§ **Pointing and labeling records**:

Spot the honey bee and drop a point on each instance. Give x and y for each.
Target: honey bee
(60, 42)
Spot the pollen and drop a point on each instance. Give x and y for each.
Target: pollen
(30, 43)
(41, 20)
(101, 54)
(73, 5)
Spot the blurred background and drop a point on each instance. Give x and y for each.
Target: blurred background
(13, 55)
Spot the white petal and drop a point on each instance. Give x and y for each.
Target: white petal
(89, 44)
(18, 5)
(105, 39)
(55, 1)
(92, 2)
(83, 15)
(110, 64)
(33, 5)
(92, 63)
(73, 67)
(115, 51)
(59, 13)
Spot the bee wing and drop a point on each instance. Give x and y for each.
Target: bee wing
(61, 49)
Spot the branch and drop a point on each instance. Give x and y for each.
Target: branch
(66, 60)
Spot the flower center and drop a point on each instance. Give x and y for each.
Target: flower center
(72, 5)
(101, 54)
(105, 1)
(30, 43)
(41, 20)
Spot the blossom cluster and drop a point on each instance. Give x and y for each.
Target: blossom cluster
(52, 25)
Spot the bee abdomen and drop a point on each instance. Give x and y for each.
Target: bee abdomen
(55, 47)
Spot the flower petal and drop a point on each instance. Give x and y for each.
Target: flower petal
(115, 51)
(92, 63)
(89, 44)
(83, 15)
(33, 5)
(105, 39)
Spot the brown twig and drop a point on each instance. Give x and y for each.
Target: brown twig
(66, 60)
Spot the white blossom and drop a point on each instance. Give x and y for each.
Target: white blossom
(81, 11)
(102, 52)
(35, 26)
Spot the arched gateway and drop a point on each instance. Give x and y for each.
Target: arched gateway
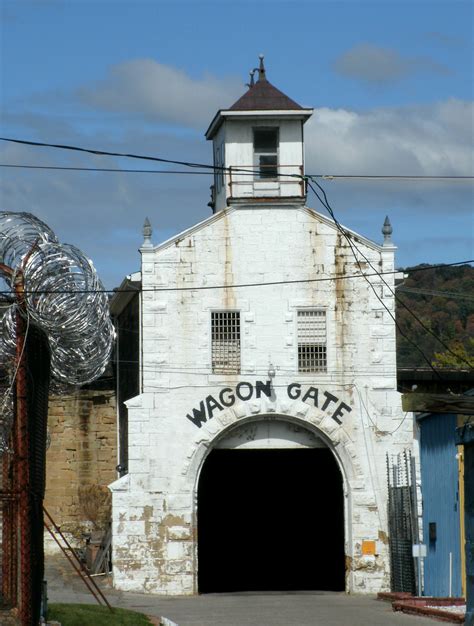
(254, 446)
(270, 511)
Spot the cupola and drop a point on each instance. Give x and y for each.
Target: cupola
(258, 147)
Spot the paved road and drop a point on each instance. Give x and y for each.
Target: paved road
(237, 609)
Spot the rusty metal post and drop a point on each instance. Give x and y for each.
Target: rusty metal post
(9, 536)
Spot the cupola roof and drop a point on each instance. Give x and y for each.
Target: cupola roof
(262, 99)
(263, 96)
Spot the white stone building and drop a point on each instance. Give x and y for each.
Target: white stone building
(268, 401)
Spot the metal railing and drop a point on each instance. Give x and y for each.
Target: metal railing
(284, 175)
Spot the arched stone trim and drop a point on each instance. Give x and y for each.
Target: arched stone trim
(295, 411)
(300, 414)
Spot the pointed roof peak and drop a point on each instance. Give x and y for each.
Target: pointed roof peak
(262, 95)
(261, 69)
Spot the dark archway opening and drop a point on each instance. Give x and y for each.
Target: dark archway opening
(270, 520)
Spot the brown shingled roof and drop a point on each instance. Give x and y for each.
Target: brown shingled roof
(263, 96)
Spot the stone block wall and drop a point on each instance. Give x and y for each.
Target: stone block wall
(82, 451)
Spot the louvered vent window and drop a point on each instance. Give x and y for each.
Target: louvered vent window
(312, 356)
(225, 342)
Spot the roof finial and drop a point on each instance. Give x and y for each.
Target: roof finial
(387, 231)
(261, 69)
(147, 231)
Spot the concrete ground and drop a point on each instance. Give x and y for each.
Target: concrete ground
(236, 609)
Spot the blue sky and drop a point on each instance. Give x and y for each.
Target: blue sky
(391, 84)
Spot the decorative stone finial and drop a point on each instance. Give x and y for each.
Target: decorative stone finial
(261, 69)
(387, 231)
(147, 231)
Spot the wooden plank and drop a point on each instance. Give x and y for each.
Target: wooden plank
(438, 403)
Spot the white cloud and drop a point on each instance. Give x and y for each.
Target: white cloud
(377, 65)
(103, 213)
(416, 140)
(161, 93)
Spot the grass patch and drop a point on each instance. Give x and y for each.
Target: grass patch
(93, 615)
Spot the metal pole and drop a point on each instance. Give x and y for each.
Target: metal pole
(23, 478)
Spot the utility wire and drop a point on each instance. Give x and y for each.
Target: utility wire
(206, 166)
(451, 295)
(353, 245)
(334, 277)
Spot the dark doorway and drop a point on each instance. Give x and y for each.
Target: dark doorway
(270, 520)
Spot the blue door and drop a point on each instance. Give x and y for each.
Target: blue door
(440, 491)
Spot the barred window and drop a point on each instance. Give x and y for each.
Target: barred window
(265, 147)
(225, 342)
(312, 356)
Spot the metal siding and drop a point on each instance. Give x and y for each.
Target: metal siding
(439, 475)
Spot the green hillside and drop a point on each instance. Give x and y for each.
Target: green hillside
(443, 299)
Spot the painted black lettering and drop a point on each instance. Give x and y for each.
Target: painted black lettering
(199, 415)
(242, 396)
(265, 388)
(311, 393)
(294, 391)
(339, 412)
(212, 405)
(230, 399)
(329, 398)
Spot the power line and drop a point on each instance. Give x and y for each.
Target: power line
(334, 277)
(206, 166)
(452, 295)
(103, 169)
(353, 245)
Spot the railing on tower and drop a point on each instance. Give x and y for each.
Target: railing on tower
(266, 181)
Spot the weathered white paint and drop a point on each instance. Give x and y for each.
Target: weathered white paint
(154, 506)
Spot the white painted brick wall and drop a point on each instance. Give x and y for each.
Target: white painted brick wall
(154, 509)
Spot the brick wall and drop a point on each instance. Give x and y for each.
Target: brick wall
(83, 451)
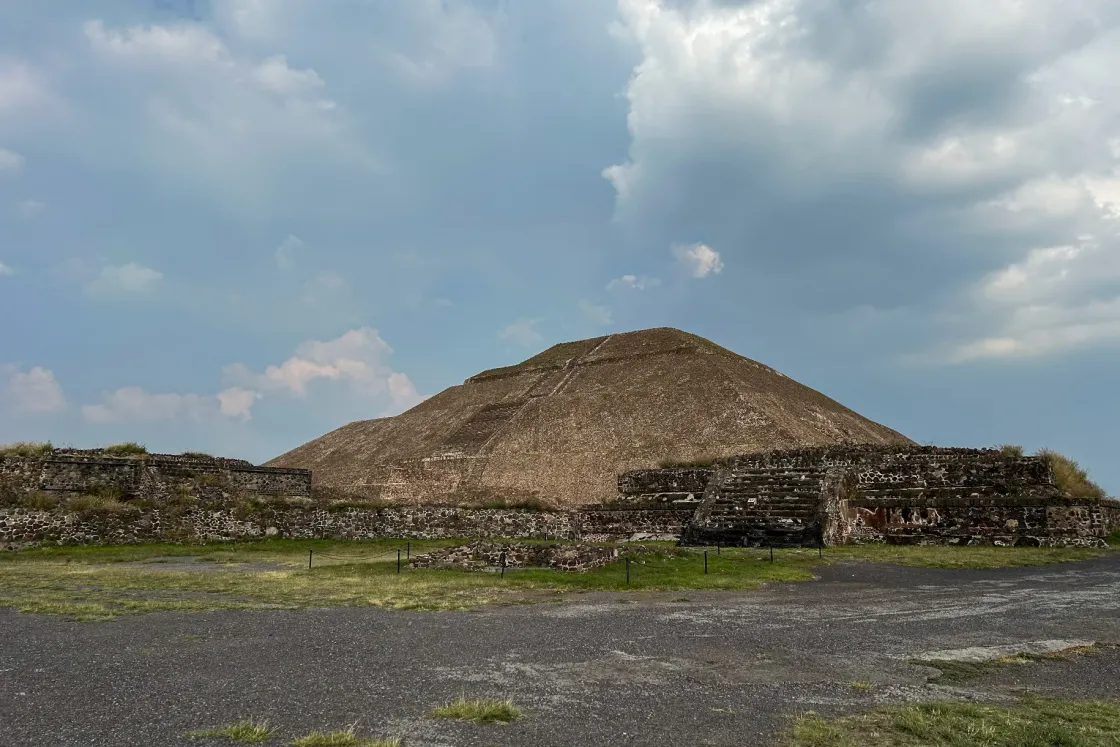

§ **WHAT YOU ARE ASKED TO DO**: Write out again the lines from the one containing "Spot the barred" through the end of the records, including the requests, but shift every coordinate by adding 48 to each number. Leave the pictures out of your answer.

§ **OUTPUT**:
Spot the barred window and drop a point on each instance. Give x and y for each.
Target: barred window
(313, 195)
(273, 390)
(360, 404)
Spot the metal siding and drop a point on each instance. Give x and y for each.
Target: metal siding
(487, 523)
Spot the green hillside and drop a point on each instance. Give x and y for each.
Target: green hillside
(491, 347)
Spot the painted black lettering and drop a point on each instance. Give x and y for each.
Target: painted black lettering
(247, 463)
(290, 444)
(313, 436)
(359, 441)
(342, 439)
(387, 460)
(260, 453)
(278, 447)
(377, 446)
Spot the power line and drop a point on each instance. Give x and y for each.
Target: power line
(382, 325)
(254, 214)
(500, 343)
(151, 217)
(401, 293)
Spot the railing on tower and drop a point on each instance. Give x and y for each.
Target: railing on tower
(314, 229)
Spot the weathered white paint and drop a point on each instance. Give x and y for each.
Target: weathered white paint
(202, 554)
Spot the white painted brick wall and drop a point on each instance. Give x and y for each.
Target: white painted brick wall
(202, 557)
Spot the brick wall and drop a point on each instance. Give x and y for each.
Target: brick wall
(131, 499)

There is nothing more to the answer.